Among the entries below, please repeat exactly and only the lines from the line containing "Target: stone balustrade" to the line containing "Would you kindly pick out the umbrella", both lines included.

##########

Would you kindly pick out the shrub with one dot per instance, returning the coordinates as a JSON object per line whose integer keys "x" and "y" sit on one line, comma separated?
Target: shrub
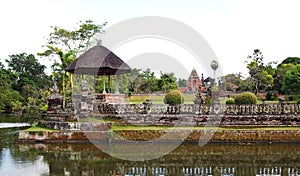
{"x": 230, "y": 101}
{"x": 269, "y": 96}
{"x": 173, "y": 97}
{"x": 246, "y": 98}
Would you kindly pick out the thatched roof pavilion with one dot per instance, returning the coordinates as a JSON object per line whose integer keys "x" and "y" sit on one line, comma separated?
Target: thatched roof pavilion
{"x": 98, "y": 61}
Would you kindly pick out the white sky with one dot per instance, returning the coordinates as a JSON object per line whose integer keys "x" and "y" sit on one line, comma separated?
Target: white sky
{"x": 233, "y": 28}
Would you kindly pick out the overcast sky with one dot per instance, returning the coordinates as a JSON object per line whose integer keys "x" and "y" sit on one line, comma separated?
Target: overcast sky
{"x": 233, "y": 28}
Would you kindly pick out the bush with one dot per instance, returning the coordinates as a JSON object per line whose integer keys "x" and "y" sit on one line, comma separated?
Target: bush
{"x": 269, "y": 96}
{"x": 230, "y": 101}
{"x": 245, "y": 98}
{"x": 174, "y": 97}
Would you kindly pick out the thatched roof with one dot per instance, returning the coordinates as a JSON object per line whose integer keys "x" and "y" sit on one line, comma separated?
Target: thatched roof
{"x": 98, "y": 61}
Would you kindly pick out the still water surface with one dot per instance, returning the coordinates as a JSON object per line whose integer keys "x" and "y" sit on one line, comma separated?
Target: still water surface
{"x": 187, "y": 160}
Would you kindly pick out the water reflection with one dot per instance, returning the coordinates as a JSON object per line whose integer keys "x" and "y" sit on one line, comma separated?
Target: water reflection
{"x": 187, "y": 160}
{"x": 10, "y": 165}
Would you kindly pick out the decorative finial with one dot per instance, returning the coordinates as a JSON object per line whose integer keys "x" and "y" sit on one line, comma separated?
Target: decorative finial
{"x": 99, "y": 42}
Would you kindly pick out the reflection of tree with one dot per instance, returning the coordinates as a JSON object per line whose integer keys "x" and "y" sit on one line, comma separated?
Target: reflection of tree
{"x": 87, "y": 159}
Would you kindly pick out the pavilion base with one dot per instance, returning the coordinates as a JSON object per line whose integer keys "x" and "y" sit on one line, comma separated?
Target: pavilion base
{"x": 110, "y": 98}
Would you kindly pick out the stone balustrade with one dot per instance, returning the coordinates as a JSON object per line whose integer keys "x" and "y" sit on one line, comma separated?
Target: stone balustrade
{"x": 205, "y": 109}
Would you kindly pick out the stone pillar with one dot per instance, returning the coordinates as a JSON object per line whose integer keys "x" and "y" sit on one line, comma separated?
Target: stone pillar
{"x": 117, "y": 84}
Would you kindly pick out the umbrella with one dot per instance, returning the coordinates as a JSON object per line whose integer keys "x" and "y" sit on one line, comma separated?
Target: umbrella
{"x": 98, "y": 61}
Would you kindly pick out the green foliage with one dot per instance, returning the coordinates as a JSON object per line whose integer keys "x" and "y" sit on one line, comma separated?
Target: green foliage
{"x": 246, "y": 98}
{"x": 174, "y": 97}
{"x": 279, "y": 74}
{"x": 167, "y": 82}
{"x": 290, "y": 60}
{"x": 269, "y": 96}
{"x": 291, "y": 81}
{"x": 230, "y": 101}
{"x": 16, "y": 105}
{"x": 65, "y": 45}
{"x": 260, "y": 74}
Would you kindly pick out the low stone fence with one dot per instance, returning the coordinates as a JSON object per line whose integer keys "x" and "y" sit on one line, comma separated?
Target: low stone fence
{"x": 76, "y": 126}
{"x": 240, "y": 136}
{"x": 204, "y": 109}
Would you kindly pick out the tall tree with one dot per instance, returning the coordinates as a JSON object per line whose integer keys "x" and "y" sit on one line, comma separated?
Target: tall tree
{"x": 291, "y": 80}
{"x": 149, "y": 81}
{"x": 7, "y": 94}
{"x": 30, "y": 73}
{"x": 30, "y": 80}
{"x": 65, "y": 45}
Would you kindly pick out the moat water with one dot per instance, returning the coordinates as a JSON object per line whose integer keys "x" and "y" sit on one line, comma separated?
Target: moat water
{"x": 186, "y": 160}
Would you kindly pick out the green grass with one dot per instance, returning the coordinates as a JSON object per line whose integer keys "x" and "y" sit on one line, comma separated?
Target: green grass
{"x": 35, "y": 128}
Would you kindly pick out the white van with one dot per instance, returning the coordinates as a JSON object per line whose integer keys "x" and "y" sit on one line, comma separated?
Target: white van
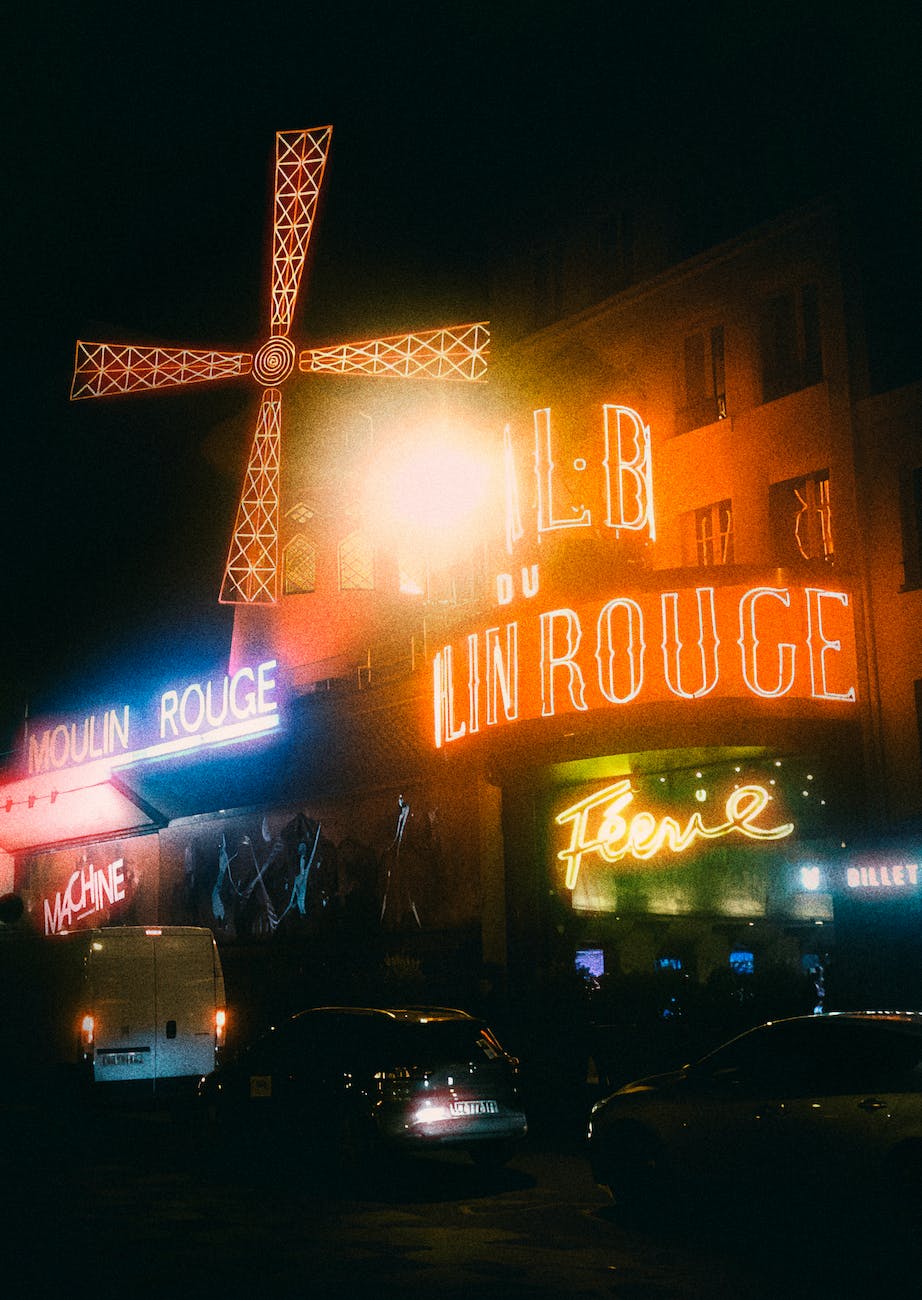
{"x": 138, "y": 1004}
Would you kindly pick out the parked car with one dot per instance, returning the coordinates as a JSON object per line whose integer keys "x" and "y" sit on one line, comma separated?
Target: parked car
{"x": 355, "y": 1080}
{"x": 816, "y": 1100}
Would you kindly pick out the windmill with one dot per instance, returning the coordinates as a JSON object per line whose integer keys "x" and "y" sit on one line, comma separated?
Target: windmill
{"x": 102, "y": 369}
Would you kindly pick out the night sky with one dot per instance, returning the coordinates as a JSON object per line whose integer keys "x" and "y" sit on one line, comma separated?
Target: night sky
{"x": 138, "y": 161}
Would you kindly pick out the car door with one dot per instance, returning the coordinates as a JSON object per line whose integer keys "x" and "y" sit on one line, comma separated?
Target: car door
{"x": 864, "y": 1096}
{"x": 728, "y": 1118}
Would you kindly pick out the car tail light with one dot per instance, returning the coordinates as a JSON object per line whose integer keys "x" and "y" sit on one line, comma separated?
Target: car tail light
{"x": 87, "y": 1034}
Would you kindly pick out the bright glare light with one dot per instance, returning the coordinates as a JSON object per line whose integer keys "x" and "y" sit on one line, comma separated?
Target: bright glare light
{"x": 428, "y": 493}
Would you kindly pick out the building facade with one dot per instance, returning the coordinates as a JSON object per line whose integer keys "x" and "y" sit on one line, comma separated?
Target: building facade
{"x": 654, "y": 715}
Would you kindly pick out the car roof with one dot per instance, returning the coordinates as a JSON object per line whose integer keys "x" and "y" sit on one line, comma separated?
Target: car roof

##########

_Expected output_
Target: stone balustrade
{"x": 205, "y": 109}
Would you kindly pick out the stone pillar with one dot per instance, returning the coordinates as a JSON object per line whose integer keys "x" and "y" sit on one line, comma separated?
Target: stone pillar
{"x": 117, "y": 84}
Would you kindly pick out the umbrella with one dot per instance, returning the coordinates as a JSON object per line whose integer keys "x" and "y" sit on one line, comma separated?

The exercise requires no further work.